THE TASK >>
Across the entries below, work out how many lines contain "horse". Please give the number only.

EXERCISE MATERIALS >>
-------

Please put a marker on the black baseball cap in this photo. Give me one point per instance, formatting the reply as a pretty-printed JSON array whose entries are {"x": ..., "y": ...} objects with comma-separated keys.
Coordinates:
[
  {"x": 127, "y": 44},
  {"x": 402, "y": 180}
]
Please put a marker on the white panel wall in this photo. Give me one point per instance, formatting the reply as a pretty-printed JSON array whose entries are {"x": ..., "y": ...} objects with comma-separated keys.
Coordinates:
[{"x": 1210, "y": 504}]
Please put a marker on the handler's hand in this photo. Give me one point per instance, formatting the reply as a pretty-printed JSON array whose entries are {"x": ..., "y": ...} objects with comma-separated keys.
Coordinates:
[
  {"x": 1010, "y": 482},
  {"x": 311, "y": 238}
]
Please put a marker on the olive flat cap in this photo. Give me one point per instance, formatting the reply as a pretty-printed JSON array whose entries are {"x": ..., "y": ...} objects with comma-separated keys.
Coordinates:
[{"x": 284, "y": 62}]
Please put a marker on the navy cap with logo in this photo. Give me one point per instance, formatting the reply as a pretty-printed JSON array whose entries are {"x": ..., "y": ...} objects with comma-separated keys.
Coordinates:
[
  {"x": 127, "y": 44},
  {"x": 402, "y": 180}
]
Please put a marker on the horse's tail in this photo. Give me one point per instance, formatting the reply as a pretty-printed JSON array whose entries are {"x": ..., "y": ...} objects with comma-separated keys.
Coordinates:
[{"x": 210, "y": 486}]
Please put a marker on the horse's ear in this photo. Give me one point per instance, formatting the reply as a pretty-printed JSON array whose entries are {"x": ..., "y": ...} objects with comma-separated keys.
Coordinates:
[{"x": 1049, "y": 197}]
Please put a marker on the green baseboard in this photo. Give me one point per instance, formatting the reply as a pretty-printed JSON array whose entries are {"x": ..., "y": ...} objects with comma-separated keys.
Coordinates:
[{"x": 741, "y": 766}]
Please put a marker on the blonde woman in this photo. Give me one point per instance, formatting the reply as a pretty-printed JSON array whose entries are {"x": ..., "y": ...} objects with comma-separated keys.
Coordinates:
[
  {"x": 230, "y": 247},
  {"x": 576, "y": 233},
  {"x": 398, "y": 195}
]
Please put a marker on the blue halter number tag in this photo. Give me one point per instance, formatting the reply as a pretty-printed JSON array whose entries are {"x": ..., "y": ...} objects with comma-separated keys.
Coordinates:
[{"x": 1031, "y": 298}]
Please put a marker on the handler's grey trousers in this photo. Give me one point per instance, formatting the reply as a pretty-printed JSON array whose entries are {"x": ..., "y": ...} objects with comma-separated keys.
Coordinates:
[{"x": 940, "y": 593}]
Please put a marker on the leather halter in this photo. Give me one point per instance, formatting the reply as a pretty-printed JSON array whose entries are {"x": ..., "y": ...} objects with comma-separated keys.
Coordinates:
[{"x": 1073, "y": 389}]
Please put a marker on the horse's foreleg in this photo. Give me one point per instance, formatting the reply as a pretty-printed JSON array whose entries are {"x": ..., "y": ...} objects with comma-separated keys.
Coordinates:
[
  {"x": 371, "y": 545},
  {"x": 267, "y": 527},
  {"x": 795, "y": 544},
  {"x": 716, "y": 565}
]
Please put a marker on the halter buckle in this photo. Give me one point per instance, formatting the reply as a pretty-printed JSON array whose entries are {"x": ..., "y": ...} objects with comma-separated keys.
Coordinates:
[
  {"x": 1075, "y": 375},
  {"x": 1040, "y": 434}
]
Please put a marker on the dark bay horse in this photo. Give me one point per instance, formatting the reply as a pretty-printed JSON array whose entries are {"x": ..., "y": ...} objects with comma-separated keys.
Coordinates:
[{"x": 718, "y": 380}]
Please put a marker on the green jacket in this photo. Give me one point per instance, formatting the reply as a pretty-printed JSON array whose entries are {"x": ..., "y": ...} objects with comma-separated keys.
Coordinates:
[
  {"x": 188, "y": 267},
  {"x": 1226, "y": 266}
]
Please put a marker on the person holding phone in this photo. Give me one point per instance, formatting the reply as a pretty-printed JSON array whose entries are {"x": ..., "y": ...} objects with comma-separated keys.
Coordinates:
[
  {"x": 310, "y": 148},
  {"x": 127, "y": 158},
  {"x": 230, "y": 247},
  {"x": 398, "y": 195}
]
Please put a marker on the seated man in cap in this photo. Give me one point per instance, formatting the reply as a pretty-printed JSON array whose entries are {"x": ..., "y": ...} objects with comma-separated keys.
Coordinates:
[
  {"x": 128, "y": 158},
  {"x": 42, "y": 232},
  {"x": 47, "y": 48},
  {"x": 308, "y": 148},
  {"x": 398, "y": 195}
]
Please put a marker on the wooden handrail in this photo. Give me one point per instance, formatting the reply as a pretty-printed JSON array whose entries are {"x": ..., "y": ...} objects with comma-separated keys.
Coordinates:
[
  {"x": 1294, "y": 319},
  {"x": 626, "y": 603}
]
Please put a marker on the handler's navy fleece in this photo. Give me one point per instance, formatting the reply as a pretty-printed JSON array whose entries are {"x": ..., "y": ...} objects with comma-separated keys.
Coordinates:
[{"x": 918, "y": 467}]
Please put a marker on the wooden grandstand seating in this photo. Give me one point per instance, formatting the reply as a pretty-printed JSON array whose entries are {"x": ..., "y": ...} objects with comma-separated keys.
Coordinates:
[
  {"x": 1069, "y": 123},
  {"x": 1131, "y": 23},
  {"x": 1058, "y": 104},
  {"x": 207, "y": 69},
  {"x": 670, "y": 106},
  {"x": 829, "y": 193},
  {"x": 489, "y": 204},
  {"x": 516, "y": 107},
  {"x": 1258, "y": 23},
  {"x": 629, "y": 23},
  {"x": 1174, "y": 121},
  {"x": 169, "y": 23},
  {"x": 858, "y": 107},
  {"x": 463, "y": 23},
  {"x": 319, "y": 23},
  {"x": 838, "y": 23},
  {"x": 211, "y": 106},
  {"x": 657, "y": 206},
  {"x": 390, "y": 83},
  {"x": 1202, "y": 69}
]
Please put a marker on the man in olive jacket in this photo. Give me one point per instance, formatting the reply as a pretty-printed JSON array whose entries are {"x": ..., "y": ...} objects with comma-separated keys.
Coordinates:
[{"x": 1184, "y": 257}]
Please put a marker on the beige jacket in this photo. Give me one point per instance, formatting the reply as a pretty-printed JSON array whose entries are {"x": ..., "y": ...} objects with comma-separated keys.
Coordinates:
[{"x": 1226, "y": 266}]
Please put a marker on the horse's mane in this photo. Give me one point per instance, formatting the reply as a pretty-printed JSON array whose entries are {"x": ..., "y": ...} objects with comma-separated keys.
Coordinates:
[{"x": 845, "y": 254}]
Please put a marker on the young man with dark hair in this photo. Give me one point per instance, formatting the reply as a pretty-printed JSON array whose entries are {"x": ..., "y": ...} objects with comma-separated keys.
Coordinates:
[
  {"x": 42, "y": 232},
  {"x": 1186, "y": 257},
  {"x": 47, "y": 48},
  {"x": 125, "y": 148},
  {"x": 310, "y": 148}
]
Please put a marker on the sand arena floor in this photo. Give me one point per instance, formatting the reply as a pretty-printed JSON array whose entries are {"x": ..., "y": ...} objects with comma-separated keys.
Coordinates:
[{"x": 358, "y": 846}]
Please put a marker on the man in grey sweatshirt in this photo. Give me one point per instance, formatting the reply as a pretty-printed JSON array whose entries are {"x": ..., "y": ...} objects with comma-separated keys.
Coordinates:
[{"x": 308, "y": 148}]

-------

ANSWER >>
5